WHAT THE EXERCISE ASKS — Repeat the whole listing below exactly as it reads.

=== THE RECORDS ===

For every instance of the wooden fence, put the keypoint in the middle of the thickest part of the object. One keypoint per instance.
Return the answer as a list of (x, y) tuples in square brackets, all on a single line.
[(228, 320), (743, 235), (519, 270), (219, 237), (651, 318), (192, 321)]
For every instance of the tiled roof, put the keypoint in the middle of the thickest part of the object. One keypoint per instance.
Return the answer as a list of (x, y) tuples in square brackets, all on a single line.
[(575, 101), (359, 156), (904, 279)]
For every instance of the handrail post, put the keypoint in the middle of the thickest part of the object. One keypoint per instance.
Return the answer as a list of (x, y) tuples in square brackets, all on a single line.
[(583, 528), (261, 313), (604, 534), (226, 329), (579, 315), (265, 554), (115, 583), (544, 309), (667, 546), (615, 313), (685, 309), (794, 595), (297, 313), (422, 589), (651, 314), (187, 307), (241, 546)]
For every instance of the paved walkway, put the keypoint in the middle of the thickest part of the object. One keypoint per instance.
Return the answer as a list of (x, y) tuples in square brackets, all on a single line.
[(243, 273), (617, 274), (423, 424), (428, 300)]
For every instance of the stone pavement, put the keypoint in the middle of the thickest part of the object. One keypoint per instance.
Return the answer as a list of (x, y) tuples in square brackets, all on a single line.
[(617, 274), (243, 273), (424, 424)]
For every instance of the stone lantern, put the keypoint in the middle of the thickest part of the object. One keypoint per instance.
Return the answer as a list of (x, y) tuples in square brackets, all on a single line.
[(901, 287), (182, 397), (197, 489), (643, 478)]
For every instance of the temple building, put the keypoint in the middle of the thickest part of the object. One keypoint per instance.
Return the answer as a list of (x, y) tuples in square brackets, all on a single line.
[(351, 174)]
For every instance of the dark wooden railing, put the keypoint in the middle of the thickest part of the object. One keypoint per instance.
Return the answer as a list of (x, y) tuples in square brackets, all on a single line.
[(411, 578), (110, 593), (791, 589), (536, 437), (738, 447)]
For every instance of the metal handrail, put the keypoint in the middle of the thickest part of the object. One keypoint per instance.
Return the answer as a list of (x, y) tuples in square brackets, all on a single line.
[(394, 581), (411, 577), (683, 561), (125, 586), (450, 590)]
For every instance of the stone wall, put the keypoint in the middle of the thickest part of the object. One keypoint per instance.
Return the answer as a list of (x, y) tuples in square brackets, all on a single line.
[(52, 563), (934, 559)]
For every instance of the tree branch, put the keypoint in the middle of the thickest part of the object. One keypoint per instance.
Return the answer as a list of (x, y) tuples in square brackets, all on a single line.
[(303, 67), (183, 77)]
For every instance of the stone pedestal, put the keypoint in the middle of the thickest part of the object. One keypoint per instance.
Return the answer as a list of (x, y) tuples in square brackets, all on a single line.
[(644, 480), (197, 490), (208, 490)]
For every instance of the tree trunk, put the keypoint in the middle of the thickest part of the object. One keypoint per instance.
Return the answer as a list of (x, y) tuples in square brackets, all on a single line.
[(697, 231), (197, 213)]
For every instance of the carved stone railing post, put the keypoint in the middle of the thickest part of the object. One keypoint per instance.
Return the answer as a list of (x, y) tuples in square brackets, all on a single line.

===

TASK OUTPUT —
For every instance of the wooden fence, put the keypoint in the middle of the thickest part of the object. One keypoint per instance.
Return the answer as a list of (x, y) tuples in square brackets, all on a single line.
[(228, 320), (743, 235), (519, 270), (219, 237), (651, 318), (192, 321)]
For every instance of the tiled roof, put the keypoint in the middle of the thickest part of the object. One keypoint per instance.
Return the answer as a list of (x, y) tuples in square brackets, all on a single line.
[(575, 101), (359, 156), (904, 279)]
For every instance of the handrail post, put the keypoint in the middle of the thickest part of the object. One keypoint per instance.
Return the answer as a list of (x, y) tuples in square brackets, all on a single line.
[(583, 528), (261, 313), (604, 534), (226, 329), (579, 315), (265, 554), (115, 583), (544, 309), (667, 546), (615, 313), (685, 309), (794, 595), (297, 313), (422, 589), (651, 314), (187, 307), (241, 546)]
For every instance of the paved walkway, put the keypoint in the middle of the thickest part of the object. One keypoint per instance.
Return the answer as a list of (x, y) tuples in square brackets, all on a single line.
[(243, 273), (617, 274), (423, 424), (428, 300)]
For every instance of the stone pavement, put the keypoint in the middle of the thickest part of the object. One keypoint per instance.
Return the answer as a list of (x, y) tuples in square brackets, all on a single line.
[(617, 274), (243, 273), (424, 424)]
For every instance of the stone lantern, put the keypoint in the middle of the thickest part of the object. One keypoint per instance.
Return the answer as a list of (x, y) tuples in square brackets, all on a single line.
[(901, 287), (182, 397), (197, 489), (643, 478)]
For every instance of the temple building, put the keypoint in the middle of the thickest part of the object. One keypoint per instance.
Return the answer as a list of (x, y) tuples in square brackets, all on a single line.
[(351, 174)]
For every instance of the dark wooden railing, put the keypoint in the middle of the thickest part of the object. One keypoint per instance.
Return the answer as a list of (x, y) tuples in square brackets, all on a single line.
[(411, 578), (110, 593), (791, 589), (536, 437), (738, 447)]
For every instance of the metal handrail, put the keypoint in the middle of the thickest part of the object. One keypoint per instance.
Return the answer as a list of (x, y) tuples in square brackets, all on a single line.
[(394, 581), (411, 577), (683, 561), (125, 586), (450, 590)]
For every instance of the stone wall, put the keypoint in the middle of the thickest part of the object. One keypoint per instance.
Return the answer as a list of (x, y) tuples in square brackets, all on a single line.
[(52, 563), (934, 559)]
For every instance of the tree branch, put the keypoint in the middle of the thickest part of the object. One keypoint per instance.
Return the answer as a list of (x, y) tuples in square brackets, all on a single line.
[(303, 67), (183, 77)]
For every instance of the stone pedestal, put the keypoint in the middle of the thickest part of the object. One keypoint per instance.
Return the answer as a list of (x, y) tuples in square brackets, all on a single line.
[(644, 480), (197, 490), (208, 490)]
For every instance of the tree trunk, put the keypoint in the middle of the thickest part of the object. One keypoint per instance.
Return the answer as a list of (x, y) tuples in square brackets, all on a single line.
[(697, 231), (197, 213)]
For every instance of the carved stone railing post, put the keypoint in the middle of the thickest part of the object. One keypoint per instance.
Return the answer as a list of (x, y) tuples in square brackets, all on a single line.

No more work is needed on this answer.